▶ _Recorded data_
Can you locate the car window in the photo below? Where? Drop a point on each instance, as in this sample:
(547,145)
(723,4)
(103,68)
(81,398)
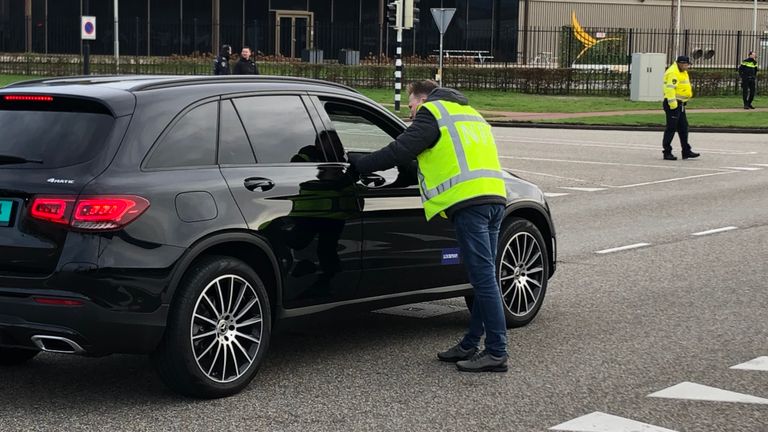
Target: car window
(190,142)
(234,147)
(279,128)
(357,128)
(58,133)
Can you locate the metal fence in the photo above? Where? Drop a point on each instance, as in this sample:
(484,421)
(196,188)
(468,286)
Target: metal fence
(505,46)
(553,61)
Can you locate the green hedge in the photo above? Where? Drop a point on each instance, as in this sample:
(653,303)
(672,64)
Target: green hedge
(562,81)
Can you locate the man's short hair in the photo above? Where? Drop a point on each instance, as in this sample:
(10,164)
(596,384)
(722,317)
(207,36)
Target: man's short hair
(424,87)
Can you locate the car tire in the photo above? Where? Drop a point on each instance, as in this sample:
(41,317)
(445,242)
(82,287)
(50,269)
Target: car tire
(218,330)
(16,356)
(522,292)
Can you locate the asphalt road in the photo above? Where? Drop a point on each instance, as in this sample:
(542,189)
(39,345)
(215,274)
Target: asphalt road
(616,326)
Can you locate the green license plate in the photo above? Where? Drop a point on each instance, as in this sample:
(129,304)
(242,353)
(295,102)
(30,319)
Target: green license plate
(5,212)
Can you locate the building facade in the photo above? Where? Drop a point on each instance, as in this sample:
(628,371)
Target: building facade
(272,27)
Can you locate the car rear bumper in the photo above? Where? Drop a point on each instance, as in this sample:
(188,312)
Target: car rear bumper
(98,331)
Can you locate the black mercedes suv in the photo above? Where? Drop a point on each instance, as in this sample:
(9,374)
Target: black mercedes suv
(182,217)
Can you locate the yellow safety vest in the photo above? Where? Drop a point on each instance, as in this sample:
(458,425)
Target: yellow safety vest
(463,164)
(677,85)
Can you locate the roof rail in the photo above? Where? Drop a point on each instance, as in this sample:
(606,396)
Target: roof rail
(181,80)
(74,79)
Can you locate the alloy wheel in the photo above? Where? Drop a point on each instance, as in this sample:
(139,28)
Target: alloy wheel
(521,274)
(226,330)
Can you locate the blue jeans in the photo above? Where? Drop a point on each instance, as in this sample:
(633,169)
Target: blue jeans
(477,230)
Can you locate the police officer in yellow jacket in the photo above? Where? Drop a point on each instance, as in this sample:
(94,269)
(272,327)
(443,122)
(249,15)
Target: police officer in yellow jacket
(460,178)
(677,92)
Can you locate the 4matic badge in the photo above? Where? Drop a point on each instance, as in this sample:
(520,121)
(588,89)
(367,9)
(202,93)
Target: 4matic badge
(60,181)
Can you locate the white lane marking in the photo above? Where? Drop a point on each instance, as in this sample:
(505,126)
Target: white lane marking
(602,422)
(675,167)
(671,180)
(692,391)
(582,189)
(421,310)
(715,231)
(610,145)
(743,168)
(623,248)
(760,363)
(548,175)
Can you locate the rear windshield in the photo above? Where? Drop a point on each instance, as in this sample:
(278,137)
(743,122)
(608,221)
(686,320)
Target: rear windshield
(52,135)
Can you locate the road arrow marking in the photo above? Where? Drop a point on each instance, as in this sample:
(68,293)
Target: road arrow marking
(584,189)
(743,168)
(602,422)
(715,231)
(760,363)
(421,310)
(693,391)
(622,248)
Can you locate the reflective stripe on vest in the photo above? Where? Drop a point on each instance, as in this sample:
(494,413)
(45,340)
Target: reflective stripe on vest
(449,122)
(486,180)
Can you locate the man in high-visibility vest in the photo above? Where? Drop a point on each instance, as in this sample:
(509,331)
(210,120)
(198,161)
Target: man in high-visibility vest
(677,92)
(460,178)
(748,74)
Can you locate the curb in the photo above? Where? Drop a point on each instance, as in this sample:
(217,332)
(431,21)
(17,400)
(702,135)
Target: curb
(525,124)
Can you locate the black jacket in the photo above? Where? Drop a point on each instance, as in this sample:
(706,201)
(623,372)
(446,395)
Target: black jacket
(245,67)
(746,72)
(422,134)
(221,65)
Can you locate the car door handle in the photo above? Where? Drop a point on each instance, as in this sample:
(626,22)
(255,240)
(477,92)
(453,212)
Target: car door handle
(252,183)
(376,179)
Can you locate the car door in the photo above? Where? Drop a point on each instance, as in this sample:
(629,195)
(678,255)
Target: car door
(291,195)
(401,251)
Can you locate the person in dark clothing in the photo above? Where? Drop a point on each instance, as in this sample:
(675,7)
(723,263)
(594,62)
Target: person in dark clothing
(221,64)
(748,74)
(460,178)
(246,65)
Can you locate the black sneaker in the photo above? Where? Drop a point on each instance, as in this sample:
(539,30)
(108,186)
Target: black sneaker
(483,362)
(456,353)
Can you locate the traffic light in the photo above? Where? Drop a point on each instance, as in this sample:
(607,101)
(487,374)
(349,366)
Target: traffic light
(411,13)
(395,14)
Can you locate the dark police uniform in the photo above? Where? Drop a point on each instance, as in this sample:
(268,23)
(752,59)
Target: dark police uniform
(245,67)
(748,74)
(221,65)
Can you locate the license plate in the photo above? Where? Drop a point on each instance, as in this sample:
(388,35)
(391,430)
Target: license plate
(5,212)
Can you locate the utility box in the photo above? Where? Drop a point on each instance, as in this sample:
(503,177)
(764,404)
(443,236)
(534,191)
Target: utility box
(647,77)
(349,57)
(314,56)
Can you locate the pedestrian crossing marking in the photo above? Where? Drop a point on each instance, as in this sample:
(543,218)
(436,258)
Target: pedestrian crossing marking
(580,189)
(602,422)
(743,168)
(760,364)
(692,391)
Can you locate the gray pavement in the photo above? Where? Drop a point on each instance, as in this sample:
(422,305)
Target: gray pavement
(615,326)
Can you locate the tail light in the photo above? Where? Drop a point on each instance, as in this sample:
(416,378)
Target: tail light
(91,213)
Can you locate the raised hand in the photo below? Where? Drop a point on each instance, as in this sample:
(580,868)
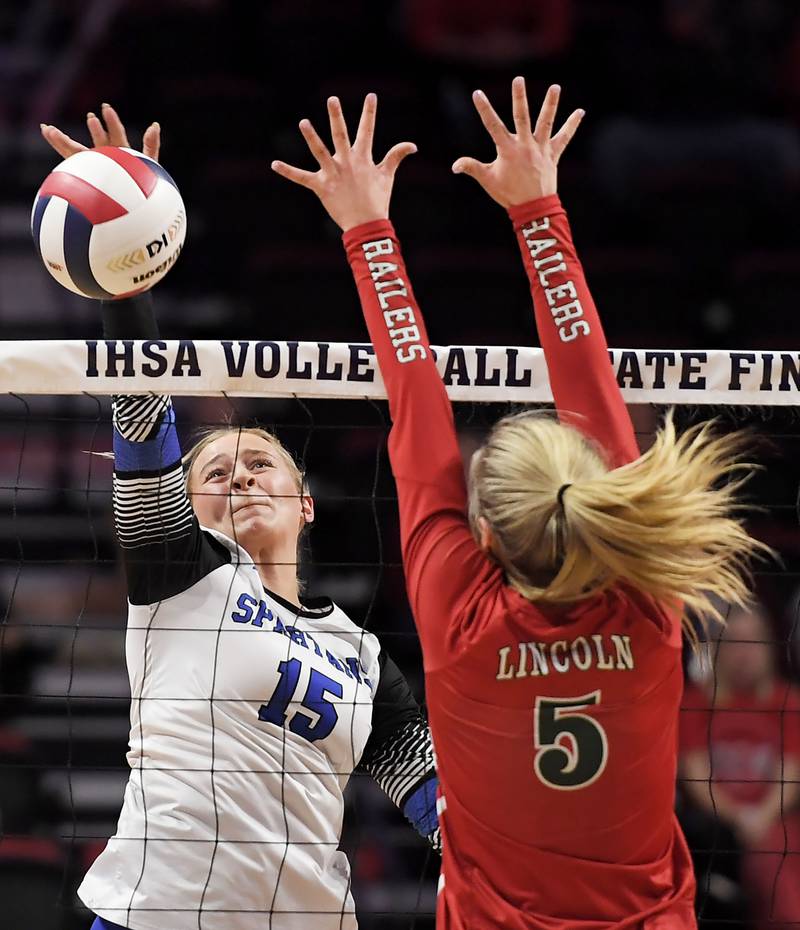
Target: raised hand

▶ _EXERCISE INSTRUCTIONS_
Reproduce all of the recorded data above line for line, without any changes, and leave out the pictures.

▶ _EXERCISE RESPONSE_
Can you locate the car window in the photo below? Where? Drop a point on each instance, as in this sample:
(547,145)
(723,4)
(103,68)
(81,398)
Target: car window
(190,142)
(234,147)
(279,128)
(357,128)
(58,133)
Can you locate the metal fence in the photo above? Where? Drop a point on each instance, as in this sample:
(484,421)
(196,188)
(468,286)
Target: metal fence
(505,46)
(553,61)
Can you locate the green hedge in the photo above? Where? Drop a point on each instance, as in this sample:
(653,303)
(672,64)
Target: green hedge
(562,81)
Can you locate the man's short hair in the photo above? Where? Drop a point on each instance, as in this sample:
(10,164)
(596,384)
(722,317)
(207,36)
Target: man's short hair
(424,87)
Can you locate the car tire in the photo above? Where? Drop a point on each instance, as in this sample:
(41,317)
(445,242)
(82,287)
(50,269)
Target: car tire
(218,330)
(16,356)
(522,292)
Can you locate the asphalt road in the photo above? Where? Drop a point on each instance, as in this sample:
(542,189)
(39,345)
(215,274)
Target: asphalt road
(616,326)
Can you locate the green license plate in the photo above? Where? Drop a point on each instance, as in this sample:
(129,304)
(242,353)
(295,102)
(30,319)
Target: green license plate
(5,212)
Can you locate the building facade in the photo above? Where? Drop a point on each instance, as in this sample:
(628,371)
Target: building facade
(272,27)
Can you locate the car rear bumper in the photo above? Where? Drop a point on each instance, as in this sample:
(188,312)
Target: car rear bumper
(98,331)
Can you locate the black mercedes suv in the photo above? Where? Drop a point on each instance, as in this sample:
(9,374)
Target: black mercedes suv
(182,217)
Can you locate the yellow safety vest in the photo above? Where? Drop a point on each instance, as in this sample:
(458,425)
Target: yellow safety vest
(463,164)
(677,85)
Can you locate the roof rail in the photo above? Where? Drop a point on each instance, as in this sample:
(606,396)
Target: roof rail
(181,80)
(74,79)
Can you locate the alloy wheel in the photo above? Where? Drop a point on each instance, as in this sample:
(139,28)
Target: alloy wheel
(521,274)
(226,330)
Can you locate the blue jeans in the photo above? Where? Drop a point on each instance, as in this sample:
(633,169)
Target: blue jeans
(477,230)
Can you locate the police officer in yellow jacket in the photo above? Where? Drop a point on each instance, as in this sample:
(94,269)
(272,327)
(443,122)
(249,15)
Target: police officer in yellow jacket
(460,178)
(677,92)
Can you locate the 4matic badge in the photo above? Where? Drop a point on each instance, as in this sample:
(520,121)
(588,89)
(367,9)
(202,93)
Target: 4matic badge
(60,181)
Can you locate the white lane marking in the photo above? Where? Drop a point on each instance, as in this sample:
(505,126)
Target: white lane marking
(602,422)
(675,167)
(671,180)
(692,391)
(582,189)
(421,310)
(715,231)
(610,145)
(743,168)
(623,248)
(760,363)
(548,175)
Can you locate the rear windshield in the photo above? Where? Drop a point on each instance, as in this sample:
(278,137)
(743,122)
(608,221)
(686,320)
Target: rear windshield
(52,135)
Can you locate the road arrow marking in the photo above? Where? Drop a point on each instance, as in this sample:
(68,293)
Target: road arrow marking
(584,189)
(743,168)
(602,422)
(715,231)
(760,363)
(421,310)
(693,391)
(622,248)
Can you locate the reflective stripe on vest in the photo above? Where? Drop a point on each instance, as in this sample:
(494,413)
(45,340)
Target: reflective stripe on vest
(449,122)
(486,180)
Can you locate the man in high-visibility vest in the photo above? Where? Drop a point on each instance, as in this sample:
(509,331)
(210,120)
(198,161)
Target: man in high-visibility vest
(677,92)
(460,178)
(748,74)
Can you locate the curb in the photo above? Where? Drop a point on each instance, as in this sample:
(217,332)
(431,21)
(17,400)
(702,135)
Target: curb
(525,124)
Can you locate the black jacket in the photo above? Where? Drop a point on each instance, as in this sample:
(706,201)
(623,372)
(446,395)
Target: black jacket
(245,67)
(746,72)
(422,134)
(221,65)
Can you locate the car door handle in the photo above? Where? Drop a point on each instance, as in this sample:
(626,22)
(255,240)
(477,92)
(453,212)
Target: car door handle
(252,183)
(376,179)
Can you locate the car door in the photo above? Where? Drop a point on each instance, as in this sample:
(629,195)
(678,255)
Target: car door
(291,195)
(401,251)
Can you locate the person in dark clothing in the photo above? Where? Drop a point on each instance, as in this sample:
(675,7)
(723,263)
(594,62)
Target: person in dark clothing
(221,64)
(748,74)
(460,178)
(246,65)
Can you locate the black sneaker in the photo above? Where? Drop a point on each instance, as in this sample:
(539,30)
(108,186)
Target: black sneaker
(483,362)
(456,353)
Can you locate the traffic light in the photo above? Where? Drop a point on each instance, as in this sample:
(607,101)
(487,374)
(349,366)
Target: traffic light
(411,13)
(395,14)
Can you locate the dark police uniform in the photo above? Where? Drop a point on each instance, as in this sample:
(268,23)
(752,59)
Target: dark police uniform
(245,67)
(748,74)
(221,65)
Can you locate the license plate in the photo above? Where? Drop a point on each instance, as in this sample:
(388,35)
(391,430)
Target: license plate
(5,212)
Can you locate the utility box in the photo above? Where? Drop a point on each instance, as in this sample:
(503,177)
(764,404)
(443,236)
(534,191)
Target: utility box
(647,77)
(349,57)
(314,56)
Can you locate the pedestrian crossing marking in the photo above? Where? Drop a point on each instance, as in this sample:
(543,218)
(436,258)
Target: pedestrian crossing marking
(580,189)
(602,422)
(743,168)
(760,364)
(692,391)
Can you locate the gray pavement in the photo above? Where? Drop a point on each instance, as in this sample:
(422,305)
Target: gray pavement
(615,326)
Can you locate the tail light in the photo above? Where? Drop a point on each instance, as in this sample:
(416,378)
Target: tail light
(91,213)
Can you locate the raised hand in the photo below? Where? Drop a point on each instance, as in this sample:
(580,868)
Target: raised hand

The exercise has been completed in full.